> _Passage provided_
** Start **

In May, Google announced that, for more than three years — in more than 30 countries — it had been “mistakenly collecting” personal data from open Wi-Fi networks as its vehicles roamed the streets taking photos for its Street View mapping service. At the time, Google said that the data could include e-mail messages, passwords, or Web site visits. There was an uproar and data protection officials from numerous countries began investigating the online services giant’s actions. In June, Google told US lawmakers in a letter that it had been collecting data from residential Wi-Fi networks without the knowledge or consent of consumers while its Street View cameras took photos for the mapping service. Last month, the U.S. Federal Trade Commission announced that it has closed an investigation into possible privacy breaches by Google’s Street View. The company had pledged to stop gathering consumers’ e-mail, passwords and other personal data.
The Guardian reports:
The information commissioner, Christopher Graham, rejected calls to inflict a financial penalty on Google, but said the company must sign an undertaking to ensure data protection breaches do not happen again or it will face further enforcement action.

** End **

Position identification records

** Start **

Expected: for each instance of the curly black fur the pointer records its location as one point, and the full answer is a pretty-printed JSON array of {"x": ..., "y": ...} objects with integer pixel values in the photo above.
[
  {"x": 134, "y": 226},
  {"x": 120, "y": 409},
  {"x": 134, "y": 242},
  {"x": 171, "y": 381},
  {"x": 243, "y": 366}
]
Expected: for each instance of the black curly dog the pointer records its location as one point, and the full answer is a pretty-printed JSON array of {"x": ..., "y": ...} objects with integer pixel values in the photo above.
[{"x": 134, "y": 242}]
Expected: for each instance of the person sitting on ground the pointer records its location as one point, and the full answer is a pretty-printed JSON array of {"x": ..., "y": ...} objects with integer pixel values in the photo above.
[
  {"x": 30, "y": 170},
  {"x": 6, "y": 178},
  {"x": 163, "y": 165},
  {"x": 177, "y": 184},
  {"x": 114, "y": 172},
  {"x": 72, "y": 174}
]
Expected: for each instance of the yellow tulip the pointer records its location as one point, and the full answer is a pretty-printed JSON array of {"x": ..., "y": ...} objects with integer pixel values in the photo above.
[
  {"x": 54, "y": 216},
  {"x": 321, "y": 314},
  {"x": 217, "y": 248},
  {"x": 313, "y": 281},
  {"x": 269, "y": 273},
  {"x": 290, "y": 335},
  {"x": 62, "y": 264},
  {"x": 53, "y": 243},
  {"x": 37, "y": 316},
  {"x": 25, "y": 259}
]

** End **

> _Given request 1_
According to the passage on Google's Street View data collection, for how long had Google been "mistakenly collecting" personal data from open Wi-Fi networks?
> _Given request 2_
List every kind of data that, according to the passage on Google's Street View data collection, Google said it could have gathered from open Wi-Fi networks.
> _Given request 3_
Write the next part of the passage on Google's Street View data collection, picking up after its final sentence.

> _Exercise output 1_
For more than three years.

> _Exercise output 2_
E-mail messages, passwords, and Web site visits.

> _Exercise output 3_
Google has also been ordered to delete the data it collected from users’ Wi-Fi networks by its Street View cars once legally cleared to do so. The culture minister, Ed Vaizey, last week announced the Metropolitan police had dropped its investigation into the breaches. […]
He added that the technology giant would now be subject to an official audit of its data protection practices in the UK. […]
Privacy campaigners reacted angrily to the ICO’s decision not to impose a financial penalty on Google, warning that it could now be open-season for internet businesses to breach users’ privacy.
Alex Deane, director of campaign group Big Brother Watch, told the Guardian: “Google should have been fined at the highest possible level. The information commissioner’s failure to take action is disgraceful.